Instructions for the task |
Reproduce the article below on federal and state government debt in full, word for word.

Document passage |
BEGIN

$44bn federal and state debt bill equals budget for NDIS
State governments are expected to borrow more than $100bn this financial year to cover the surge in public spending, with just under 60 per cent of new state and territory debt to be issued by Queensland and Victoria.
State governments are expected to borrow more than $100bn this financial year to cover the surge in public spending, with just under 60 per cent of new state and territory debt to be issued by Queensland and Victoria, threatening to undermine efforts to tame inflation.
With the states set to borrow more than the commonwealth for a second consecutive year, the combined interest bill on growing federal and state debts is expected to climb to $44bn this financial year – equivalent to the annual cost of running the NDIS.
Prior to the pandemic, in the 2018-19 financial year, the combined interest expenses of state, territory and commonwealth governments were just $25bn.
According to analysis released on Tuesday by consulting firm EY, the commonwealth will need to issue about $90bn of debt this financial year to meet its planned expenditure – $15bn higher than last financial year.
For the second year in a row, state and territory governments are expected to eclipse that figure significantly, collectively issuing more than $101.5bn of debt in the 2024-25 financial year.
The lion’s share of new state and territory debt will be issued by the Victorian ($34.2bn) and Queensland ($24.9bn) state governments, despite the two states accounting for only 40 per cent of the overall economy.
Amid elevated interest rates and increased debt levels, EY estimates the combined federal and state interest bill will grow to $63bn by the 2027-28 fiscal year – drawing funding away from other government-funded services.
Fuelling the surge in spending, record infrastructure investment by state governments is expected to total $390bn over the four years to mid-2025.

END

Recorded data |

BEGIN

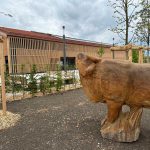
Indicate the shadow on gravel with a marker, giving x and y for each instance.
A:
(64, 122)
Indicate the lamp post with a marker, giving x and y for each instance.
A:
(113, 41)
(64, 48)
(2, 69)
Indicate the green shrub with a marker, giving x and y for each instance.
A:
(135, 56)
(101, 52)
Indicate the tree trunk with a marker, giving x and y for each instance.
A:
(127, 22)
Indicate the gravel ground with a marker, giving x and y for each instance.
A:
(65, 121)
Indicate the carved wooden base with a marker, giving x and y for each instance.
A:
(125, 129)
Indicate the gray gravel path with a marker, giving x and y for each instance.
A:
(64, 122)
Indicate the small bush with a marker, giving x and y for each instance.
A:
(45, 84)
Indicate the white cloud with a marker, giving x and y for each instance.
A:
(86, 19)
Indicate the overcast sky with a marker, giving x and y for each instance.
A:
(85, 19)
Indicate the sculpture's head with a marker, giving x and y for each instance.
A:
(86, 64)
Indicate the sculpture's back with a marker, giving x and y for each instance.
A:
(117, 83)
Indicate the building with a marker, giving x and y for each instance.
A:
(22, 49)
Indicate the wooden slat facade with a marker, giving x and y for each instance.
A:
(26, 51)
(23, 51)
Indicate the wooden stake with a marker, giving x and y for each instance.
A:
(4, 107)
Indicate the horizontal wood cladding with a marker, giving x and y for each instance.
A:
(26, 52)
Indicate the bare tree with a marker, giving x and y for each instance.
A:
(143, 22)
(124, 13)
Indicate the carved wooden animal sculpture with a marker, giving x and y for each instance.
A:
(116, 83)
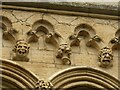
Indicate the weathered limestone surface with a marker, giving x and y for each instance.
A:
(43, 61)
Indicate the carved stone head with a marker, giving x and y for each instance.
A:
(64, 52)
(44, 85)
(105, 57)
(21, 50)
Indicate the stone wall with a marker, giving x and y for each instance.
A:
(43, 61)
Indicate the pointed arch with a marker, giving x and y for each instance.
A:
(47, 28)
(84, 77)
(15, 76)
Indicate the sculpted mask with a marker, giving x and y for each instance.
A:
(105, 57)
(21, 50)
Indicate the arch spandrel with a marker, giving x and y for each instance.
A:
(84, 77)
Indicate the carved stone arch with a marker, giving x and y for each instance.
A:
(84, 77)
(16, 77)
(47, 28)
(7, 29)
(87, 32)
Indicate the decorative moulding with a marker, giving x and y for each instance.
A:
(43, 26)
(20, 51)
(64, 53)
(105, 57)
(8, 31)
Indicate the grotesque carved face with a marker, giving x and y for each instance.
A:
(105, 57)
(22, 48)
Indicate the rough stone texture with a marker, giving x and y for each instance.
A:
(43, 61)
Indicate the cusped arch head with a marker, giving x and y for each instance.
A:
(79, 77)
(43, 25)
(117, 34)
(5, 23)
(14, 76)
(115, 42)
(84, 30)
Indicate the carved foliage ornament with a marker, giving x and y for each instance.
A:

END

Exercise solution |
$44bn federal and state debt bill equals budget for NDIS
State governments are expected to borrow more than $100bn this financial year to cover the surge in public spending, with just under 60 per cent of new state and territory debt to be issued by Queensland and Victoria.
State governments are expected to borrow more than $100bn this financial year to cover the surge in public spending, with just under 60 per cent of new state and territory debt to be issued by Queensland and Victoria, threatening to undermine efforts to tame inflation.
With the states set to borrow more than the commonwealth for a second consecutive year, the combined interest bill on growing federal and state debts is expected to climb to $44bn this financial year – equivalent to the annual cost of running the NDIS.
Prior to the pandemic, in the 2018-19 financial year, the combined interest expenses of state, territory and commonwealth governments were just $25bn.
According to analysis released on Tuesday by consulting firm EY, the commonwealth will need to issue about $90bn of debt this financial year to meet its planned expenditure – $15bn higher than last financial year.
For the second year in a row, state and territory governments are expected to eclipse that figure significantly, collectively issuing more than $101.5bn of debt in the 2024-25 financial year.
The lion’s share of new state and territory debt will be issued by the Victorian ($34.2bn) and Queensland ($24.9bn) state governments, despite the two states accounting for only 40 per cent of the overall economy.
Amid elevated interest rates and increased debt levels, EY estimates the combined federal and state interest bill will grow to $63bn by the 2027-28 fiscal year – drawing funding away from other government-funded services.
Fuelling the surge in spending, record infrastructure investment by state governments is expected to total $390bn over the four years to mid-2025.